Dataset
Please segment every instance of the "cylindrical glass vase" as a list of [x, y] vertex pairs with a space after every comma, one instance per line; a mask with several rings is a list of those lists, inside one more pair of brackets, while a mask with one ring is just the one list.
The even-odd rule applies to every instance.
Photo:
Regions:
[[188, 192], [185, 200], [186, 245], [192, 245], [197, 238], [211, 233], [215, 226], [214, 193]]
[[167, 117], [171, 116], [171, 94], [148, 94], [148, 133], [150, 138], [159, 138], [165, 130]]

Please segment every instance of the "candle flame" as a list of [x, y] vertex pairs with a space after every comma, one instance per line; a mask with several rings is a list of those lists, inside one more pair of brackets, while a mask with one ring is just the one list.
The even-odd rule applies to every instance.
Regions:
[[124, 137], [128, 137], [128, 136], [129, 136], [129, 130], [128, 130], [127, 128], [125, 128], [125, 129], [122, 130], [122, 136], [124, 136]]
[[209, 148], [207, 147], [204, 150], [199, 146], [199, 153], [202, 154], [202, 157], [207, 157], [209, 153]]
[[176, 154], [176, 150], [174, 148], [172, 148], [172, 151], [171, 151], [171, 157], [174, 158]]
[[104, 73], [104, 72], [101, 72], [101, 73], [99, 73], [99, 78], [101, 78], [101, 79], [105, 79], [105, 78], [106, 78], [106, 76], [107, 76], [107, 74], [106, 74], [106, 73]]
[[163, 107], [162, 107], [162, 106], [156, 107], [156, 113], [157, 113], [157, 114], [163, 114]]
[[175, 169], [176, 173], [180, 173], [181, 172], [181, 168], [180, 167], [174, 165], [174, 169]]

Problem requirements
Can you rewrite all the entries above with every "even-odd rule" changed to "nonzero winding rule" and everything else left as it is?

Answer in full
Please segment every instance of the "cylindrical glass vase" as a list of [x, y] vertex pairs with a space after every comma, one instance per line; a mask with several rings is a list of those lists, inside one more pair of brackets, while a mask with one ring is just the one list.
The nonzero winding rule applies to every instance.
Photo:
Regions:
[[188, 192], [185, 200], [186, 245], [192, 245], [197, 238], [211, 233], [215, 226], [214, 193]]
[[167, 117], [171, 116], [171, 94], [148, 94], [148, 133], [150, 138], [159, 138], [165, 130]]

Please segment every instance of the "candle flame" as a list of [x, y] vertex pairs with a space after every comma, one instance per line; a mask with several rings is a list of those lists, inside one more pair of brackets, while a mask with one ring is just the one list.
The nonzero winding rule applies to every instance.
Regions:
[[124, 137], [128, 137], [128, 136], [129, 136], [129, 130], [128, 130], [127, 128], [125, 128], [125, 129], [122, 130], [122, 136], [124, 136]]
[[209, 148], [207, 147], [204, 150], [199, 146], [199, 153], [202, 154], [202, 157], [207, 157], [209, 153]]
[[176, 154], [176, 150], [174, 148], [172, 148], [172, 151], [171, 151], [171, 157], [174, 158]]
[[104, 73], [104, 72], [101, 72], [101, 73], [99, 73], [99, 78], [101, 78], [101, 79], [105, 79], [105, 78], [106, 78], [106, 76], [107, 76], [107, 74], [106, 74], [106, 73]]
[[163, 107], [162, 107], [162, 106], [156, 107], [156, 113], [157, 113], [157, 114], [163, 114]]
[[175, 169], [176, 173], [180, 173], [181, 172], [181, 168], [180, 167], [174, 165], [174, 169]]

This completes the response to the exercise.